Prompt. Within the records, tally the lines that contain "white" and reply with that number only.

*** Extracted entries ***

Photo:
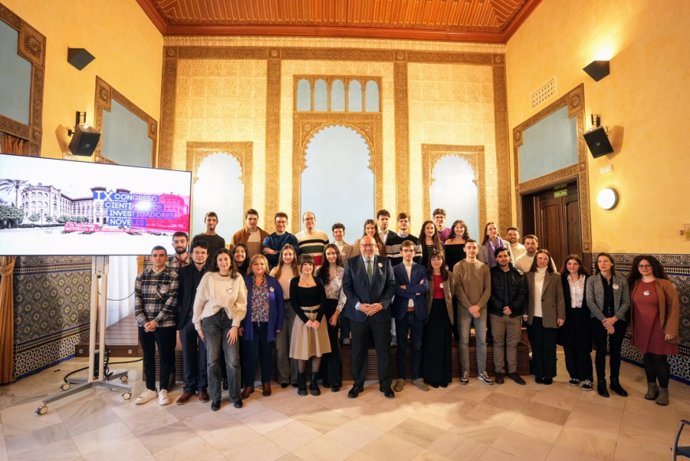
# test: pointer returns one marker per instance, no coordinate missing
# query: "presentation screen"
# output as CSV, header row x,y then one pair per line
x,y
61,207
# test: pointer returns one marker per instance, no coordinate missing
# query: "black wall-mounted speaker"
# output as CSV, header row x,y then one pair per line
x,y
79,57
598,142
84,140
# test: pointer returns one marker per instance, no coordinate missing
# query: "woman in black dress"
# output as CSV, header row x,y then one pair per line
x,y
430,241
309,340
437,339
576,334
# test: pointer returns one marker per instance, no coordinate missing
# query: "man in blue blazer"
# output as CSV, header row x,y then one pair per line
x,y
369,285
410,312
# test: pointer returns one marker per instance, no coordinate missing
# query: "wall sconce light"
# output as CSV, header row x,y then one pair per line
x,y
597,69
84,138
79,57
607,199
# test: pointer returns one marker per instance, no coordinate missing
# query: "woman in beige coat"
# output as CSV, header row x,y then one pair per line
x,y
546,313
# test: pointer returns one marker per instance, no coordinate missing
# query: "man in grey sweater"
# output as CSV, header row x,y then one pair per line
x,y
473,290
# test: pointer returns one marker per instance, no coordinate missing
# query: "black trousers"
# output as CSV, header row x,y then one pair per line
x,y
376,329
261,349
193,359
164,339
615,344
543,342
577,344
332,364
409,324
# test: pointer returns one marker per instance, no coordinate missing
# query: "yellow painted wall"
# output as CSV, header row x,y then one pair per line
x,y
455,107
645,94
128,50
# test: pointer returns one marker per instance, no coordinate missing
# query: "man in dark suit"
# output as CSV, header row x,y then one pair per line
x,y
369,285
193,350
410,312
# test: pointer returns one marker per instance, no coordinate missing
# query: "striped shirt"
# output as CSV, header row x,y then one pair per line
x,y
155,297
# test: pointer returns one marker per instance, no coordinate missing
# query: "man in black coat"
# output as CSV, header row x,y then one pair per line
x,y
193,350
369,285
507,304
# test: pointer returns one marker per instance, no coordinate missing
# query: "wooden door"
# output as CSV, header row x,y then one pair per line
x,y
555,218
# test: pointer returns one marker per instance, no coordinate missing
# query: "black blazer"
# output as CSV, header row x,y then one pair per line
x,y
189,278
358,290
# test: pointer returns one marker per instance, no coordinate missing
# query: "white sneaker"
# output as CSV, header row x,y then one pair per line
x,y
483,377
163,398
145,396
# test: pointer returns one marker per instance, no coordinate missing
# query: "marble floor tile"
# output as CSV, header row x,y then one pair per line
x,y
546,413
162,437
537,428
450,444
561,453
103,437
194,448
389,446
259,448
266,421
64,449
292,435
416,432
555,423
324,448
598,446
354,434
323,421
127,449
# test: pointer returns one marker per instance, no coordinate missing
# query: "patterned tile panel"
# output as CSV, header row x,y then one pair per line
x,y
677,267
51,303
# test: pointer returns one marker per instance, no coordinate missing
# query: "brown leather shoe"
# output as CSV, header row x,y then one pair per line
x,y
267,389
184,398
246,392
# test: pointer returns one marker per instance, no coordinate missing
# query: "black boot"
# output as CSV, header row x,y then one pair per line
x,y
301,384
617,388
601,388
314,386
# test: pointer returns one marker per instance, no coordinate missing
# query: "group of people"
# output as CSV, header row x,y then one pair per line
x,y
304,296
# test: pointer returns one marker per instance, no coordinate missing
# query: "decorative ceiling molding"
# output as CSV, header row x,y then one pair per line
x,y
483,21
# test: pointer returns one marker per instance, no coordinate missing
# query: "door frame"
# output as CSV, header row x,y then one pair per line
x,y
574,100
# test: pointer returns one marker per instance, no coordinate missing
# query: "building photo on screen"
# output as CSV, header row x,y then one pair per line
x,y
59,207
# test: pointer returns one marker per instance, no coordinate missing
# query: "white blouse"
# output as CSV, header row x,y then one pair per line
x,y
577,291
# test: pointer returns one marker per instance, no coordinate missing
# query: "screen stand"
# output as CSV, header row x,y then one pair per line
x,y
97,351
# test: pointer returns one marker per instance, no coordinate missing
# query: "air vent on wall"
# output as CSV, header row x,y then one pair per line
x,y
543,93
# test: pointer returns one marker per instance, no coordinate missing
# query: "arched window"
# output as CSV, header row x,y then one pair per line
x,y
372,96
354,95
454,188
303,95
338,96
337,183
321,95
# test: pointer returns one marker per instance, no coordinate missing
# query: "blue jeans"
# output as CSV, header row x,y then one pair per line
x,y
409,323
287,367
216,330
255,349
479,323
194,359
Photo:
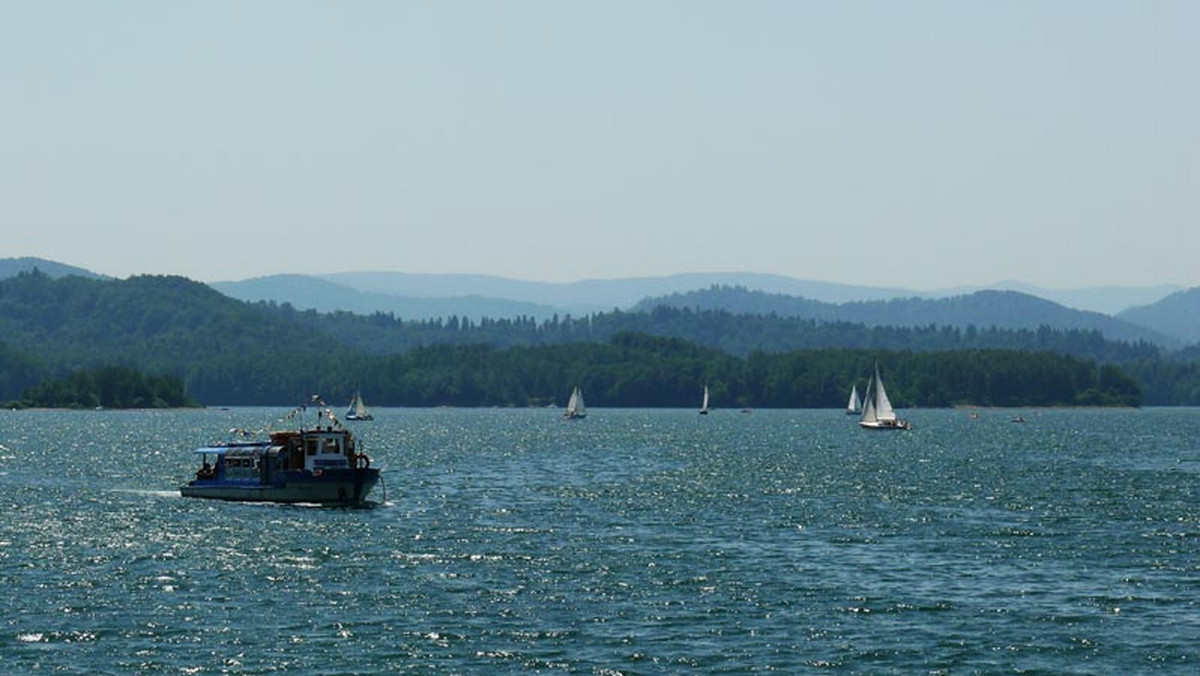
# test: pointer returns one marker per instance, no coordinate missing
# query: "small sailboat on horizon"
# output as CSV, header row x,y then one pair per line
x,y
877,412
575,407
855,407
358,408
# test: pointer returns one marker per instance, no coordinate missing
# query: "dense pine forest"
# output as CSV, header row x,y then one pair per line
x,y
228,352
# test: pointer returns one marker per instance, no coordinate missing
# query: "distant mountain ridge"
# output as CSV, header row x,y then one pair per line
x,y
305,292
1177,315
982,309
13,267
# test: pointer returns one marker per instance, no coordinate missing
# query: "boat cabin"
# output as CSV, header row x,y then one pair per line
x,y
309,450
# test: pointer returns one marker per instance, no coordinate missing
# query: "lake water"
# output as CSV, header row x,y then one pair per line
x,y
634,542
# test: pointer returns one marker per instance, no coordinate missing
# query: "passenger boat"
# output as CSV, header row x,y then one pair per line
x,y
318,465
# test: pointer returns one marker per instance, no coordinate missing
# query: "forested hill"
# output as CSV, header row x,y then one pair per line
x,y
232,352
983,309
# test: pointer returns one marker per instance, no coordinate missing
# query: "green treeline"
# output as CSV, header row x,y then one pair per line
x,y
635,370
109,387
229,352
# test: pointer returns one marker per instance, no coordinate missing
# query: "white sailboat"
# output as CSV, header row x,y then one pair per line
x,y
855,406
575,407
877,412
358,410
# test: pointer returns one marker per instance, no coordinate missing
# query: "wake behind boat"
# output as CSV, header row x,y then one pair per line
x,y
319,465
877,412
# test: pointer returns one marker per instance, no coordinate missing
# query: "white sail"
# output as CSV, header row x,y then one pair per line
x,y
877,412
883,410
575,406
358,410
869,416
855,404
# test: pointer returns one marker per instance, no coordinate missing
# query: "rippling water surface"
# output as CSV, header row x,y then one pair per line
x,y
634,542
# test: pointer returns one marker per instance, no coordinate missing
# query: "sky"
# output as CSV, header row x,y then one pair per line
x,y
921,144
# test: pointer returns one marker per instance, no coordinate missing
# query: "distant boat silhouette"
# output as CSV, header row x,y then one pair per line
x,y
358,410
575,408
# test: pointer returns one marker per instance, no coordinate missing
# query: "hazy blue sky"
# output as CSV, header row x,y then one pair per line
x,y
913,143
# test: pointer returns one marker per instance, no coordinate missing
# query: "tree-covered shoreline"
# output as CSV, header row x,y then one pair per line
x,y
228,352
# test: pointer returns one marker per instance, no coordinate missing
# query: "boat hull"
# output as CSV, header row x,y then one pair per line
x,y
886,425
331,486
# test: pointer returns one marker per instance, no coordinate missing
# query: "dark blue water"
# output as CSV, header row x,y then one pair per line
x,y
634,542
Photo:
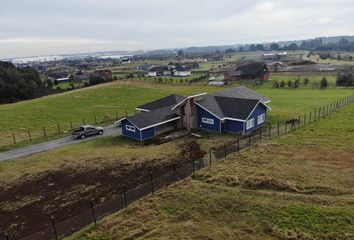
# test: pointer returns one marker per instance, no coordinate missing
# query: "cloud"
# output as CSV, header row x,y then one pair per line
x,y
40,27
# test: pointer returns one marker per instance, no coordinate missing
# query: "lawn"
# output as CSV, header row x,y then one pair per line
x,y
299,186
104,102
109,101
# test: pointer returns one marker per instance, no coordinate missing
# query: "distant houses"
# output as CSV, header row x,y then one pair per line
x,y
234,110
172,69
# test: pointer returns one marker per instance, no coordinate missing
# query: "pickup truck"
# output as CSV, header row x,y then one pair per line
x,y
87,130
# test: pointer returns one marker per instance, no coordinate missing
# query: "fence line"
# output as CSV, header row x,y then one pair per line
x,y
57,229
60,128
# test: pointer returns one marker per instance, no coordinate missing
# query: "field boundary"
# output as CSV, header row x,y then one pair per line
x,y
62,226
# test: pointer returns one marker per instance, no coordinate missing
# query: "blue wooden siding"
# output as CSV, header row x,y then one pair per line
x,y
205,114
125,132
232,126
148,133
260,109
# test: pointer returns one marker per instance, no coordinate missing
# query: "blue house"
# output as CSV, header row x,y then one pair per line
x,y
234,110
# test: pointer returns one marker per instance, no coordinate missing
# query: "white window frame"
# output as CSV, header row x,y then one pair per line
x,y
130,128
250,124
208,121
261,118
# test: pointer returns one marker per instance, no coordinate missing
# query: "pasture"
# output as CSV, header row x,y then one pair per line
x,y
299,186
111,101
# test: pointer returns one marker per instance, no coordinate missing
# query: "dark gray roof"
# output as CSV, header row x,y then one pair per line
x,y
146,119
241,92
226,107
162,102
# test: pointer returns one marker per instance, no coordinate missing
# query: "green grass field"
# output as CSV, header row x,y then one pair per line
x,y
299,186
106,101
314,79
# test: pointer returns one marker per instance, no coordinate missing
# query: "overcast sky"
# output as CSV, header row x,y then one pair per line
x,y
45,27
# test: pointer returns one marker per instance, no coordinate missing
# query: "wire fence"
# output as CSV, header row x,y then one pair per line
x,y
57,129
58,228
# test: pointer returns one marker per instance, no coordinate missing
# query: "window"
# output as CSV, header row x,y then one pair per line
x,y
130,128
250,124
208,121
261,118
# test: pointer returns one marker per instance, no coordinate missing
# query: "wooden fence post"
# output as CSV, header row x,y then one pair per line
x,y
93,213
260,134
152,183
54,228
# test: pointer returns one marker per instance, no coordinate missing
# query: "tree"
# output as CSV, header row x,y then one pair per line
x,y
259,47
324,83
230,50
20,83
345,79
290,84
306,81
292,46
72,81
276,84
274,47
180,54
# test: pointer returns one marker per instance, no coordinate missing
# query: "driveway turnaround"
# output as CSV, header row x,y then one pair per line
x,y
111,130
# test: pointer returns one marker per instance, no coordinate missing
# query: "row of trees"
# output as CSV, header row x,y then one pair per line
x,y
20,83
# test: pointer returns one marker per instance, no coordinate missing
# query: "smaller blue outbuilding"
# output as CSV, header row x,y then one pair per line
x,y
233,115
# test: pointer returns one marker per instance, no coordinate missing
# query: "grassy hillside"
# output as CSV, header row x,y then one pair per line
x,y
105,101
297,187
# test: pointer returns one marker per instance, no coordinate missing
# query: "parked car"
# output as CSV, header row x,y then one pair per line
x,y
86,131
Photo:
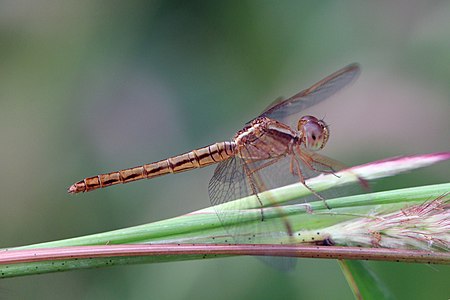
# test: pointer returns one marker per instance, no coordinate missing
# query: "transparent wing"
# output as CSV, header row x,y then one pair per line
x,y
243,219
318,92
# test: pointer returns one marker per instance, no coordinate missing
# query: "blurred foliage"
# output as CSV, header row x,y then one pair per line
x,y
94,86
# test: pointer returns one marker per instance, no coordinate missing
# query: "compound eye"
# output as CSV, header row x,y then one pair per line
x,y
314,133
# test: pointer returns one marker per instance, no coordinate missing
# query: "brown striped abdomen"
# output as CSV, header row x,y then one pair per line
x,y
191,160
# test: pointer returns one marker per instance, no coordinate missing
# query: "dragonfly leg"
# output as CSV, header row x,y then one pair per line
x,y
296,164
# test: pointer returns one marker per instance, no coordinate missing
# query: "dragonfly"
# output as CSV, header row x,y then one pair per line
x,y
266,153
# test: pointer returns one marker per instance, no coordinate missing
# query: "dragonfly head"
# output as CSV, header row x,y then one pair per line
x,y
314,132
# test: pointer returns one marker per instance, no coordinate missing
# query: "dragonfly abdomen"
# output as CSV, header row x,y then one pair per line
x,y
191,160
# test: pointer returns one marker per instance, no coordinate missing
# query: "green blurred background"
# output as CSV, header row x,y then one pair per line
x,y
93,86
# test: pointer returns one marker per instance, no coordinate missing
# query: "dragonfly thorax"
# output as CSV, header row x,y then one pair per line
x,y
265,138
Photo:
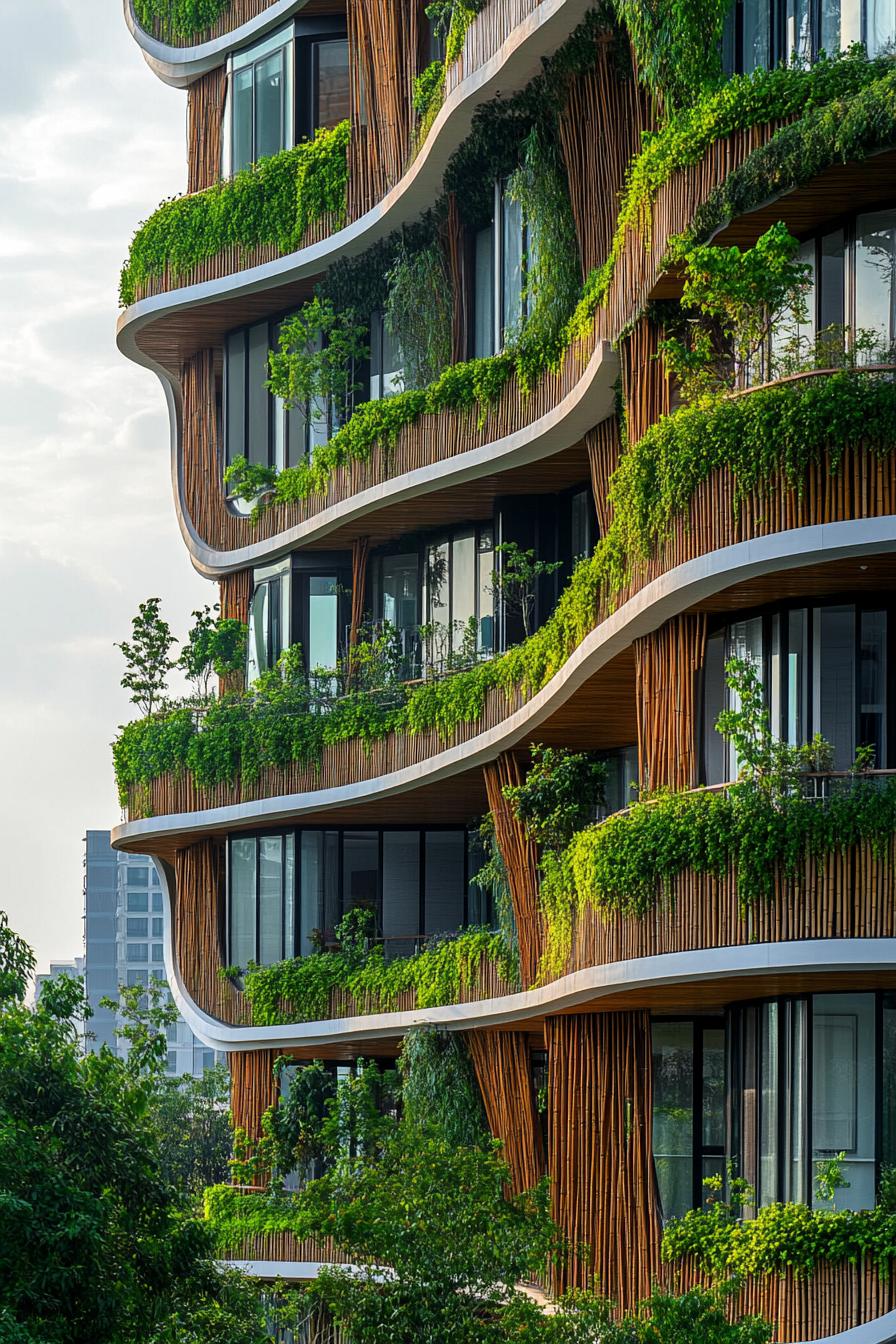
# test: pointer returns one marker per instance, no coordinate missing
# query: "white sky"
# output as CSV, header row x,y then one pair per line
x,y
90,141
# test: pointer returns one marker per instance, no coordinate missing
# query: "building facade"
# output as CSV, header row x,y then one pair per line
x,y
505,516
124,945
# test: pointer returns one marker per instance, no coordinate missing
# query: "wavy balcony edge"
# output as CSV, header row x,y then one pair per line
x,y
180,66
666,596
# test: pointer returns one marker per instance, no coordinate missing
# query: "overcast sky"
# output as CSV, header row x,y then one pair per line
x,y
90,141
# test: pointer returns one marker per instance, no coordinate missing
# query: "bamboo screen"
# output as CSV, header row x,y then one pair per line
x,y
504,1074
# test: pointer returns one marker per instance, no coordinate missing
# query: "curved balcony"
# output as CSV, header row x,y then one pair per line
x,y
775,536
448,450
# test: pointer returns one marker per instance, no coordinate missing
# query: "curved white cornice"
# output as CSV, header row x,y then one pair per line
x,y
180,66
822,956
586,405
654,604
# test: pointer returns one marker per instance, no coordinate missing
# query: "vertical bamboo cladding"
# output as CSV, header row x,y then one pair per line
x,y
645,385
601,125
520,860
198,929
253,1087
603,446
601,1160
383,42
204,120
504,1074
666,665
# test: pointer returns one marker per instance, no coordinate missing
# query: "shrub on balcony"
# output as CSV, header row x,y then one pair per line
x,y
846,109
179,19
272,202
779,1239
300,989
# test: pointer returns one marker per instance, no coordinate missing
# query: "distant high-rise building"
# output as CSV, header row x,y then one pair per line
x,y
124,945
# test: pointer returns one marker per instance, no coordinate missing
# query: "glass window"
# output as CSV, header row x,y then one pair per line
x,y
484,293
673,1114
834,680
512,282
485,567
242,902
323,621
400,890
880,26
462,588
844,1090
259,110
876,274
331,82
270,899
360,868
443,895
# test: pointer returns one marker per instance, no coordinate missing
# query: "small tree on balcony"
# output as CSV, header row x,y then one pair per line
x,y
148,657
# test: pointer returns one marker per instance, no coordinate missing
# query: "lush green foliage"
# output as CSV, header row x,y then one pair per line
x,y
214,644
278,721
96,1245
419,312
559,794
848,125
762,825
272,202
677,45
769,434
779,1238
147,656
731,303
179,19
845,106
300,989
439,1089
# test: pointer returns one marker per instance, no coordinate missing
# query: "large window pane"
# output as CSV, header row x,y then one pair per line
x,y
332,94
269,105
756,35
872,674
242,902
462,586
769,1100
834,680
876,274
445,852
484,295
485,565
844,1090
673,1114
880,26
360,868
323,621
242,118
511,268
400,890
270,899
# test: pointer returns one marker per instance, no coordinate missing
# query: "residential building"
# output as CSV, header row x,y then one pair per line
x,y
124,945
548,501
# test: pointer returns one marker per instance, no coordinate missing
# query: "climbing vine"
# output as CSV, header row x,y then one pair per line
x,y
274,200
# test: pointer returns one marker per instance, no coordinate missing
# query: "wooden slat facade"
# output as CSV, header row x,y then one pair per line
x,y
599,1152
504,1073
520,860
668,664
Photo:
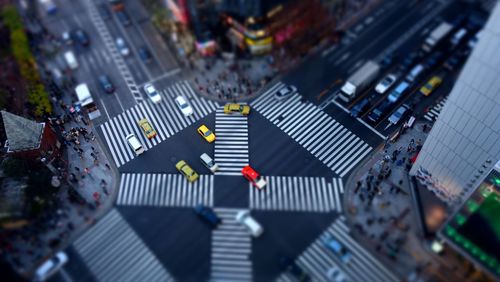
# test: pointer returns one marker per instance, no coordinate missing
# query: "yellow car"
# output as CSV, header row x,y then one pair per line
x,y
237,108
187,171
431,85
206,133
147,129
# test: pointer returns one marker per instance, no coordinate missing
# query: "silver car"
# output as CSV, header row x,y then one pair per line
x,y
285,92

*** End of Extracted entries ***

Response for this exercise. 7